- Aim: Present all the data below as a Markdown table with the columns Row and Line, one numbered row per line, skipping blank lines and leaving out the pictures.

- Dataset extract:
= = = = =

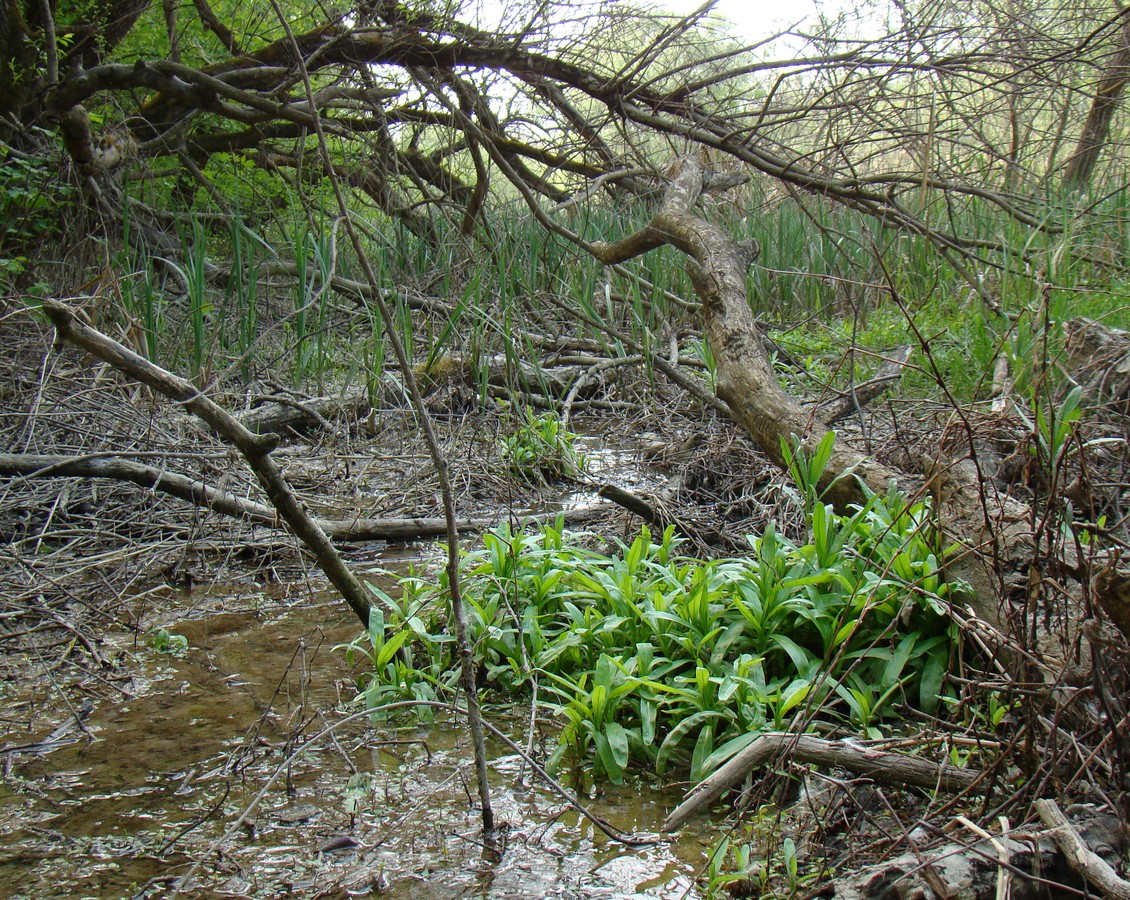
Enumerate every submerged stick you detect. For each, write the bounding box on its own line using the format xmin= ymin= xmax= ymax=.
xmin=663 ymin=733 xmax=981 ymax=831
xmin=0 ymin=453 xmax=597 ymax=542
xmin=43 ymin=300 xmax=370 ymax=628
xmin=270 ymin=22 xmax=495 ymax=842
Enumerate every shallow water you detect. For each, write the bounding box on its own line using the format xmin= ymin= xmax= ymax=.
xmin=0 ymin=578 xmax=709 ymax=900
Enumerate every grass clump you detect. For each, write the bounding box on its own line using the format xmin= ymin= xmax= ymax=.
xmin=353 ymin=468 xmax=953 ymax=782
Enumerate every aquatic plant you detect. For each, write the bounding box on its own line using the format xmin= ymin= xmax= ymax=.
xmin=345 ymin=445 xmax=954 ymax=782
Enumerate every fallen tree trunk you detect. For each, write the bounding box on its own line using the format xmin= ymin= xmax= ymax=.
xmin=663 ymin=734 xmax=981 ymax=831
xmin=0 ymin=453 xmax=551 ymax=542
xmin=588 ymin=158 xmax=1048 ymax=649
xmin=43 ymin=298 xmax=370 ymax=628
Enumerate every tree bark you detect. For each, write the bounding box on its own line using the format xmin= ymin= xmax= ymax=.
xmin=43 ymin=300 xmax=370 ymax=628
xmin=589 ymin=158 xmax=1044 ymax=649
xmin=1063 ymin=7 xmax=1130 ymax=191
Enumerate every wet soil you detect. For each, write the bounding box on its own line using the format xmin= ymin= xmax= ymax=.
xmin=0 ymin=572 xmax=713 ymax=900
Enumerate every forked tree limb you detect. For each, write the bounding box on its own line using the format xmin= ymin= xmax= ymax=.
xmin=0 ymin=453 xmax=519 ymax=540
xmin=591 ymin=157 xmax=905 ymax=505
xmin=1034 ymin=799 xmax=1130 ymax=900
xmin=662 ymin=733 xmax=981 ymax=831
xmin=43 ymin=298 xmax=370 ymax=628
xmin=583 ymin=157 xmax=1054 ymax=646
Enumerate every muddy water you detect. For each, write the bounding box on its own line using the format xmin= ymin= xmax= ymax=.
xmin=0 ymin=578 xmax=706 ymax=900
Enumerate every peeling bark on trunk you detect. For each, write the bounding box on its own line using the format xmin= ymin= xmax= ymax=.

= = = = =

- Task result:
| Row | Line |
|---|---|
| 1 | Enumerate every submerged stick you detect. For each, write the bounding box on its own line using the format xmin= ymin= xmax= ymax=. |
| 2 | xmin=663 ymin=733 xmax=981 ymax=831 |
| 3 | xmin=0 ymin=453 xmax=597 ymax=542 |
| 4 | xmin=43 ymin=300 xmax=370 ymax=628 |
| 5 | xmin=270 ymin=22 xmax=495 ymax=842 |
| 6 | Enumerate every shallow water you detect. For each, write the bounding box on its own line using the format xmin= ymin= xmax= ymax=. |
| 7 | xmin=0 ymin=578 xmax=709 ymax=900 |
| 8 | Enumerate every grass clump you detect. For each, write the bounding box on its own line using the format xmin= ymin= xmax= ymax=. |
| 9 | xmin=353 ymin=468 xmax=953 ymax=782 |
| 10 | Enumerate every aquatic plant you detect. For each, write the bounding box on its own line using the format xmin= ymin= xmax= ymax=. |
| 11 | xmin=345 ymin=445 xmax=954 ymax=782 |
| 12 | Enumerate every fallen tree trunk you detect. For each, write the bounding box on its own line using the format xmin= ymin= xmax= ymax=. |
| 13 | xmin=663 ymin=734 xmax=981 ymax=831 |
| 14 | xmin=0 ymin=453 xmax=551 ymax=542 |
| 15 | xmin=588 ymin=158 xmax=1048 ymax=649 |
| 16 | xmin=43 ymin=298 xmax=370 ymax=628 |
| 17 | Enumerate every tree bark you detect. For each, write the bounding box on its own line using the format xmin= ymin= xmax= ymax=. |
| 18 | xmin=43 ymin=300 xmax=370 ymax=628 |
| 19 | xmin=589 ymin=158 xmax=1044 ymax=649 |
| 20 | xmin=1063 ymin=7 xmax=1130 ymax=191 |
| 21 | Enumerate every wet soil you detect. For each, write the bounding box on its own line using the format xmin= ymin= xmax= ymax=. |
| 22 | xmin=0 ymin=572 xmax=713 ymax=900 |
| 23 | Enumerate every forked tree limb you detect. For each, write the bounding box on its own line using the format xmin= ymin= xmax= ymax=. |
| 24 | xmin=0 ymin=453 xmax=519 ymax=540 |
| 25 | xmin=591 ymin=157 xmax=905 ymax=505 |
| 26 | xmin=1034 ymin=799 xmax=1130 ymax=900 |
| 27 | xmin=662 ymin=733 xmax=981 ymax=831 |
| 28 | xmin=43 ymin=298 xmax=370 ymax=628 |
| 29 | xmin=583 ymin=157 xmax=1054 ymax=646 |
| 30 | Enumerate every muddy water you detect. For each, write the bounding box on its own line using the format xmin= ymin= xmax= ymax=. |
| 31 | xmin=0 ymin=578 xmax=706 ymax=900 |
| 32 | Enumerate every peeling bark on trunk you detect. For each, write the bounding box on its own line using the format xmin= ymin= xmax= ymax=. |